But these proteins aren’t just unique to MenB. They may also be found on the surfaces of other types of meningococcal bacteria. This is critical to the vaccines ability to offer some protection against other meningococcal strains.
Uncovering this effect has however been challenging, as just a few weeks before implementing an infant MenB programme, the UK also introduced a MenACWY vaccine for teenagers following a steep rise in cases of a new deadly strain of MenW
. Therefore, it was difficult to measure the impact of the MenB vaccine on MenW disease.
Due to being made differently, there are variations in how these two vaccines work. For example, so far, Bexsero® has only been proven to directly protect vaccinated individuals
, whereas MenACWY vaccines also have indirect effects by stopping the bacteria from being carried in the back of the nose and throat and so reducing the spread. By vaccinating teenagers, the group most likely to carry and unknowingly pass the bacteria on, the chain of transmission is broken: protecting the wider population in an effect known as ‘herd’ or ‘population protection.’
Researchers at Public Health England recently undertook the difficult task of distinguishing the direct effects from the MenB vaccine on MenW disease, on top of any indirect impact offered by the teenage MenACWY programme.

### DATA FOR REVIEW
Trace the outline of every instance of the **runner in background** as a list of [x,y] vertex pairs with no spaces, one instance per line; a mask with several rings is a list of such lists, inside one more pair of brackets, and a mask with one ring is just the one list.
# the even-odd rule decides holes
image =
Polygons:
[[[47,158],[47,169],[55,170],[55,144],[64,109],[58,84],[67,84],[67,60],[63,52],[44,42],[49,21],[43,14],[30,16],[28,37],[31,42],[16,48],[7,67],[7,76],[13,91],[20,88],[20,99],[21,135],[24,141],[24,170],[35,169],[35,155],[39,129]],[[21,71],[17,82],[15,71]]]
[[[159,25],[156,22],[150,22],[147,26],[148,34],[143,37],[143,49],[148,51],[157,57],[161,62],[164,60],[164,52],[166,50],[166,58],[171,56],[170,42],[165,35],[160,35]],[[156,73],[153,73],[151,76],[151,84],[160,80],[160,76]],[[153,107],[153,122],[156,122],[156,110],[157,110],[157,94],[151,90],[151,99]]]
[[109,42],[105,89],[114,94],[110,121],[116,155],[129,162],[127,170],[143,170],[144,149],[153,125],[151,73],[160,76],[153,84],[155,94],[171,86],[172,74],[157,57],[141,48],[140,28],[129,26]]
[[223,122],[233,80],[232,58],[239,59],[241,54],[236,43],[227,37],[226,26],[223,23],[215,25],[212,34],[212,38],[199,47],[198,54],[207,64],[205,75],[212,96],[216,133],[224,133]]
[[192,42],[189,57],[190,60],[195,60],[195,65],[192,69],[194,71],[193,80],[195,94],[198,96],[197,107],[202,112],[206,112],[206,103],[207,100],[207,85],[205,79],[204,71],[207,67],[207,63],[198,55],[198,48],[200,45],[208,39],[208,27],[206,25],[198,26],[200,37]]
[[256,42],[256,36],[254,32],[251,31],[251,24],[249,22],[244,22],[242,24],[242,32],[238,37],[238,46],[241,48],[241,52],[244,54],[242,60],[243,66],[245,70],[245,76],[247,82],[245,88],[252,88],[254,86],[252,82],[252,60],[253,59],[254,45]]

### QUESTIONS
#1 Set down, word for word, the part of the MenB vaccine text from "But these proteins" up to and including "on MenW disease.".
#2 Pick up the text on the MenB vaccine and MenW disease after its last sentence and carry it forward.

### OUTPUTS IN ORDER
#1
But these proteins aren’t just unique to MenB. They may also be found on the surfaces of other types of meningococcal bacteria. This is critical to the vaccines ability to offer some protection against other meningococcal strains.
Uncovering this effect has however been challenging, as just a few weeks before implementing an infant MenB programme, the UK also introduced a MenACWY vaccine for teenagers following a steep rise in cases of a new deadly strain of MenW
. Therefore, it was difficult to measure the impact of the MenB vaccine on MenW disease.

#2
Their work revealed that in the four years since its introduction, Bexsero®
has directly prevented 98 MenW cases in children under five, while the teenage MenACWY programme
has prevented in the region of 114 to 899 cases, depending on which scenario was used in the model. If it was assumed that MenW cases would level off over time, the MenACWY vaccine was estimated to prevent fewer cases, while vaccine impact was greater if it was assumed that cases would continue to increase at the same exponential rate as they were before the vaccine was introduced.